== READING TEXT ==
+--
Sam Cushman says he doesn’t remember a time when he wasn’t passionate about wildlife and habitat issues. Growing up in western Washington on a family homestead surrounded by national parks, he said he became keenly aware at a young age about the importance of land stewardship so that wildlife could thrive.
Now as an ecologist at the U.S. Forest Service’s Rocky Mountain Research Station, he’s become one of the world’s leading experts on landscape science and wildlife connectivity. His mission is to identify man-made obstacles to wildlife migration and determine how they influence movement and genetic diversity.
“The importance of this work is to understand how to develop conservation management plans that are most effective for species and ecosystems,” said Cushman.
In the Upper Rio Grande Valley, he’s studied four main species: bighorn sheep, elk, pronghorn and bear. Cushman says protecting wildlife migration corridors is so important because species depend on access to the resources they need across their life cycle and between generations. “Often animals go quite far from where they were born. We need to monitor those linkages over time because there can be development, industrial disturbances or climate events that can affect these dynamics.”
In the western part of the country, one of the biggest problems with impeded corridors is that species can’t get to their winter range to get adequate food, he says, “And if they can’t find food, they don’t survive.”
Cushman reports that there’s no question that these populations are smaller because highways and other development have blocked migration routes. Still, he says the United States has done a better job of protecting wildlife corridors than many other countries.
+--
== SUPPLIED DATA ==

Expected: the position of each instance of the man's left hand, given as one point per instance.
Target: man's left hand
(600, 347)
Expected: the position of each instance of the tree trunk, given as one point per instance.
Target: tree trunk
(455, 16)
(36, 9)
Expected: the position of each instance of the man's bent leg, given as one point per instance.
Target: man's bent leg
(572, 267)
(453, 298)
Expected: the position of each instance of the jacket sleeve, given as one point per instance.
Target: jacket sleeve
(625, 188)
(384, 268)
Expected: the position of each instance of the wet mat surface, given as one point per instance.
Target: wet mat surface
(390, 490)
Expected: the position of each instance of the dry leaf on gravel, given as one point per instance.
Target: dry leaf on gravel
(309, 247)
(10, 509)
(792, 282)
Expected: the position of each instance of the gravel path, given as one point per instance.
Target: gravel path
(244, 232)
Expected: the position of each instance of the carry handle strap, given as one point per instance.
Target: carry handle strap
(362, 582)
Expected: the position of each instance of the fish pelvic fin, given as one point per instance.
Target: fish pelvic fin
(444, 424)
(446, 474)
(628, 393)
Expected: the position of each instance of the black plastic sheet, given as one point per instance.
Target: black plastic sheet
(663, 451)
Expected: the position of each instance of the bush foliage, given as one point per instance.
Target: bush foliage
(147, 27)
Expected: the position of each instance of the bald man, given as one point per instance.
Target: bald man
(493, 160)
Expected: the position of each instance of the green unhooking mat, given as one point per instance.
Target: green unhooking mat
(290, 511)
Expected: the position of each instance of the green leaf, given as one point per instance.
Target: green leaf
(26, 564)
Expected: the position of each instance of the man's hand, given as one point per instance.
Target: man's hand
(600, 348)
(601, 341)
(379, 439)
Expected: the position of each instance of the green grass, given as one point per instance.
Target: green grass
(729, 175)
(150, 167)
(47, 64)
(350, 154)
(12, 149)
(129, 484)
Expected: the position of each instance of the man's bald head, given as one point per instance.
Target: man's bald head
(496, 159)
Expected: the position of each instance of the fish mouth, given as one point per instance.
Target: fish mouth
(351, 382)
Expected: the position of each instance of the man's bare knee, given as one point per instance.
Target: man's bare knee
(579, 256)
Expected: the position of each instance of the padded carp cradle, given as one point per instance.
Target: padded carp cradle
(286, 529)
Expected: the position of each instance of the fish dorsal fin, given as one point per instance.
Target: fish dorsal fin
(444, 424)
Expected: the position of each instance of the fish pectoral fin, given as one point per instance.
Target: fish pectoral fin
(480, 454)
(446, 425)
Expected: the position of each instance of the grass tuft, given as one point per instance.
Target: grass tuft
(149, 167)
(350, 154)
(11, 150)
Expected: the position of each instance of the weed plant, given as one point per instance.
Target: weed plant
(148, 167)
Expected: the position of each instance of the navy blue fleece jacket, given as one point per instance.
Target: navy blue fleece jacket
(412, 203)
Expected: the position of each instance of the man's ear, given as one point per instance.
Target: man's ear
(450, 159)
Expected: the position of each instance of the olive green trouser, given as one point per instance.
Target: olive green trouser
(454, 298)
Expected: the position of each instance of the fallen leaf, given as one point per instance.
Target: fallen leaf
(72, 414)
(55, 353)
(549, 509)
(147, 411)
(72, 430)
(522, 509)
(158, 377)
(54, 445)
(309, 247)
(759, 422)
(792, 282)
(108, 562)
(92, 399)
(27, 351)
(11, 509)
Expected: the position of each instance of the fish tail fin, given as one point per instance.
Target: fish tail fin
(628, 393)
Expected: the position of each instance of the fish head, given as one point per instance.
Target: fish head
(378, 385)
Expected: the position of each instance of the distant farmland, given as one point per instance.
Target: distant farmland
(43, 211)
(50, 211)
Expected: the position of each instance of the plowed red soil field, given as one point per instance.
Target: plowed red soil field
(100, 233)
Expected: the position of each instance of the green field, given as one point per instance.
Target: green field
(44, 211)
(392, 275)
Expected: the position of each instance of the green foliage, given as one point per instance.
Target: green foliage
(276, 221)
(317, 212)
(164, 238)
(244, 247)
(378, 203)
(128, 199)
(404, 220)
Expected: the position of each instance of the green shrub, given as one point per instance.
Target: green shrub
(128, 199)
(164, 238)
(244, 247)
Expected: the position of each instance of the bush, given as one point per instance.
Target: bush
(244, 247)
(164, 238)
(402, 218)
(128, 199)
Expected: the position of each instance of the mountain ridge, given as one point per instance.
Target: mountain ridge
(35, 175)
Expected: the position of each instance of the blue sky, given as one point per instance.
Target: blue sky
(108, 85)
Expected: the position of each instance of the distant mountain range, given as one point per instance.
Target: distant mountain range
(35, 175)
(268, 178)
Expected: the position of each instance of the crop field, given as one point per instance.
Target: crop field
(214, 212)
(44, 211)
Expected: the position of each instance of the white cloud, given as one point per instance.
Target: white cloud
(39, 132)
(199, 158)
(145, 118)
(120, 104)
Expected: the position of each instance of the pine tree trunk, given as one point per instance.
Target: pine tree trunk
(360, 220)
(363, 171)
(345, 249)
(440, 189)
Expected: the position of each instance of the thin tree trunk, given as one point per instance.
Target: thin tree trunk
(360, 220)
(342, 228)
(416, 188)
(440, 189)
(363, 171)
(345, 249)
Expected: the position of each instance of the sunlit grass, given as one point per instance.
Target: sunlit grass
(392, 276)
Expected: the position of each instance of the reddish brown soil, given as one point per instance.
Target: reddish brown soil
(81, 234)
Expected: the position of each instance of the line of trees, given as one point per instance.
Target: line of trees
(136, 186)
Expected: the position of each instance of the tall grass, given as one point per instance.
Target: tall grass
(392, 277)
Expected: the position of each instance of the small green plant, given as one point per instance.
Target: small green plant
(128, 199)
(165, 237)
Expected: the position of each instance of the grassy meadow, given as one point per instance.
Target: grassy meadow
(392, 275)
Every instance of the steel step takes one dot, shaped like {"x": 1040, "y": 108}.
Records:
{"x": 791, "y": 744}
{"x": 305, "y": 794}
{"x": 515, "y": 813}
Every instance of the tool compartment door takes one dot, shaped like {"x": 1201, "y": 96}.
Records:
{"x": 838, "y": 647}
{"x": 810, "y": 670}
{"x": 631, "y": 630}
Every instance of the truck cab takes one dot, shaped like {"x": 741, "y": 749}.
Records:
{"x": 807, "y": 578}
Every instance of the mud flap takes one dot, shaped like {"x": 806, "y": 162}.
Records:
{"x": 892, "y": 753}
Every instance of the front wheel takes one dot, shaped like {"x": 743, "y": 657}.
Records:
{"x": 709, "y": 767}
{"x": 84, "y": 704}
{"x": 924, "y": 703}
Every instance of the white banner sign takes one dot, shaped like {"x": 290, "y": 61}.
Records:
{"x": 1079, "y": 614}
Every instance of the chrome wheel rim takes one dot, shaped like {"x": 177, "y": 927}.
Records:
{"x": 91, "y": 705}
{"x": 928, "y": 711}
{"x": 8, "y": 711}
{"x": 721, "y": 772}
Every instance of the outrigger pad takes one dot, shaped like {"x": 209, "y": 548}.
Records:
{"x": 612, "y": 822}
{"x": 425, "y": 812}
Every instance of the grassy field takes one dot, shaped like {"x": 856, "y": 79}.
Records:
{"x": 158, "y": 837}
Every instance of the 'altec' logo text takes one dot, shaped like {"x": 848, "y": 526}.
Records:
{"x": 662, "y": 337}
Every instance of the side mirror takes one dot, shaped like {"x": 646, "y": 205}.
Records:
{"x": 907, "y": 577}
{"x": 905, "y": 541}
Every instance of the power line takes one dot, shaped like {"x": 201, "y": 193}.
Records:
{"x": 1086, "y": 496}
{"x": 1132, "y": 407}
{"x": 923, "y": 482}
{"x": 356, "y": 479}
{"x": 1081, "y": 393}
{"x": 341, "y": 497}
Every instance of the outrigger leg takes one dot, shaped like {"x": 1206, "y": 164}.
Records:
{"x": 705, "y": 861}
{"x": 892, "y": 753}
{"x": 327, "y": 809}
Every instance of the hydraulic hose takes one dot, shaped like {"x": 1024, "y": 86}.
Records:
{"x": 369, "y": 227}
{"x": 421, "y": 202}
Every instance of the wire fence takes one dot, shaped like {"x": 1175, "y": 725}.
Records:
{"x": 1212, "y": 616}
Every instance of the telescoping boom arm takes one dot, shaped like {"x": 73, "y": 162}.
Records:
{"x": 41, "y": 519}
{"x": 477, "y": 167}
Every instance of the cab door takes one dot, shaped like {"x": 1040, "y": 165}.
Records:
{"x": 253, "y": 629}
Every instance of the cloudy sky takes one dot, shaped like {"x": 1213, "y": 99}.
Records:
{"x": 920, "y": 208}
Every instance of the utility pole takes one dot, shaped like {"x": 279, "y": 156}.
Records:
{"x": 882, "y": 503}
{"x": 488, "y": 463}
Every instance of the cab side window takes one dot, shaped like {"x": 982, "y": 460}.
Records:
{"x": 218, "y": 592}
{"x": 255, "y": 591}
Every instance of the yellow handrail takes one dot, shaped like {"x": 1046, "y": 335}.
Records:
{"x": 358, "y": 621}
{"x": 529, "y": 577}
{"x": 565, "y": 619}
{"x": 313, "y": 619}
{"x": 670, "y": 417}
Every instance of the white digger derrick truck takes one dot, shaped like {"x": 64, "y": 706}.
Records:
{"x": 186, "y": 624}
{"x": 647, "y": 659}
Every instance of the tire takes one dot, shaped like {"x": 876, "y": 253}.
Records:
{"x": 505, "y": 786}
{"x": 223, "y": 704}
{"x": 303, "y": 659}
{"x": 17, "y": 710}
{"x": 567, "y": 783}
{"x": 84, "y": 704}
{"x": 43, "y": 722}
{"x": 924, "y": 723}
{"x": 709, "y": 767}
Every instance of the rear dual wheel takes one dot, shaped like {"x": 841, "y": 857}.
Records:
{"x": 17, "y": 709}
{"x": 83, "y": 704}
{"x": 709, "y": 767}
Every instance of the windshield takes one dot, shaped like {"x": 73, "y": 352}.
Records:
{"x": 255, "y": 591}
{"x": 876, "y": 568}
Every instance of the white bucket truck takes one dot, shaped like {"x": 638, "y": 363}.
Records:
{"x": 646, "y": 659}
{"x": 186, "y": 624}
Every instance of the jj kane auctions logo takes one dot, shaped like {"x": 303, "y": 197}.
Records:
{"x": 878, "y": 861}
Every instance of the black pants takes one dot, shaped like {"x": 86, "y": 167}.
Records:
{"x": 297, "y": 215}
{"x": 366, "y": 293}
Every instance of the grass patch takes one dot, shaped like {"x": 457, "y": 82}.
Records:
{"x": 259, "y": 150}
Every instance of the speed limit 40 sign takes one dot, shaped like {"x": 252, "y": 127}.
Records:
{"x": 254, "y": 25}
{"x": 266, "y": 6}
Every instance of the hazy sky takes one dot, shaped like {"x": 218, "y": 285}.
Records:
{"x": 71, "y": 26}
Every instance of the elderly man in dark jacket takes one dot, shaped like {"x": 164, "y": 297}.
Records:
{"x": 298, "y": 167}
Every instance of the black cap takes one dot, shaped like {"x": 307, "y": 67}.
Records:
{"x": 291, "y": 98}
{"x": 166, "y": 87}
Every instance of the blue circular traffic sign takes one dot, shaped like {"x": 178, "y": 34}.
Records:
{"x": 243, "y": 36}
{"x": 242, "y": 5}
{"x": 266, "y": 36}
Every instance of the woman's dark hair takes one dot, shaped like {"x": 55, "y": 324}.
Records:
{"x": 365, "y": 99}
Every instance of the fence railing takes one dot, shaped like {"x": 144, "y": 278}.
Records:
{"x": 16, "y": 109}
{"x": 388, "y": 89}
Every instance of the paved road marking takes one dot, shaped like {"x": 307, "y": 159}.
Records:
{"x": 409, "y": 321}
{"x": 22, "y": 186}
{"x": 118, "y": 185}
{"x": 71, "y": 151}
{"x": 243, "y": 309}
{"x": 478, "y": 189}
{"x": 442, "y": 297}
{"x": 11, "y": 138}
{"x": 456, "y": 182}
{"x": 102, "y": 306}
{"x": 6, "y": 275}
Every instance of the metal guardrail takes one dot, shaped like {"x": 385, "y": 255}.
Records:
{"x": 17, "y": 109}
+--
== PROBLEM REQUIREMENTS ==
Write out the passage about wildlife corridors again, starting with "Sam Cushman says" and going on through "and genetic diversity.", but switch "ecologist" to "biologist".

== RESPONSE ==
Sam Cushman says he doesn’t remember a time when he wasn’t passionate about wildlife and habitat issues. Growing up in western Washington on a family homestead surrounded by national parks, he said he became keenly aware at a young age about the importance of land stewardship so that wildlife could thrive.
Now as an biologist at the U.S. Forest Service’s Rocky Mountain Research Station, he’s become one of the world’s leading experts on landscape science and wildlife connectivity. His mission is to identify man-made obstacles to wildlife migration and determine how they influence movement and genetic diversity.